## To be done
Put every line of the rows below into a numbered list, skipping blank lines. Leave the pictures out.

## Information provided
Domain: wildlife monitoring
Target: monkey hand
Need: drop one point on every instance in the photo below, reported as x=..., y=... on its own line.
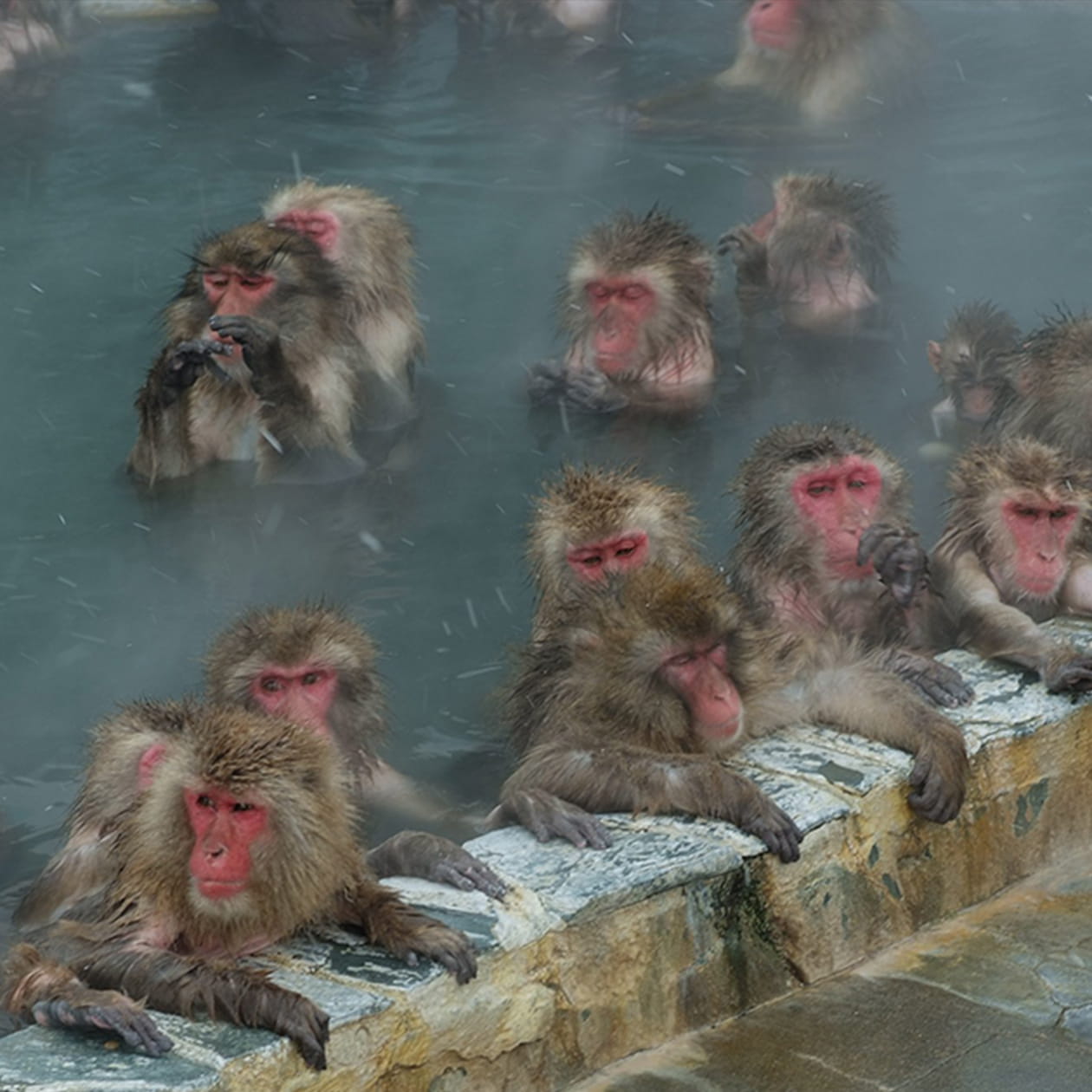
x=1072, y=673
x=936, y=680
x=547, y=816
x=185, y=361
x=747, y=251
x=898, y=558
x=939, y=777
x=765, y=820
x=105, y=1011
x=446, y=946
x=305, y=1024
x=432, y=857
x=584, y=389
x=256, y=337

## Response
1. Domain: wildlife monitoring
2. Target: monkey hand
3. Need: drop one point on every instance in the photo below, reported as x=..., y=... on its own line.
4. x=1072, y=673
5. x=936, y=680
6. x=547, y=816
7. x=185, y=361
8. x=747, y=251
9. x=898, y=558
10. x=939, y=777
11. x=765, y=820
12. x=105, y=1011
13. x=446, y=946
14. x=305, y=1024
15. x=432, y=857
16. x=584, y=389
17. x=256, y=337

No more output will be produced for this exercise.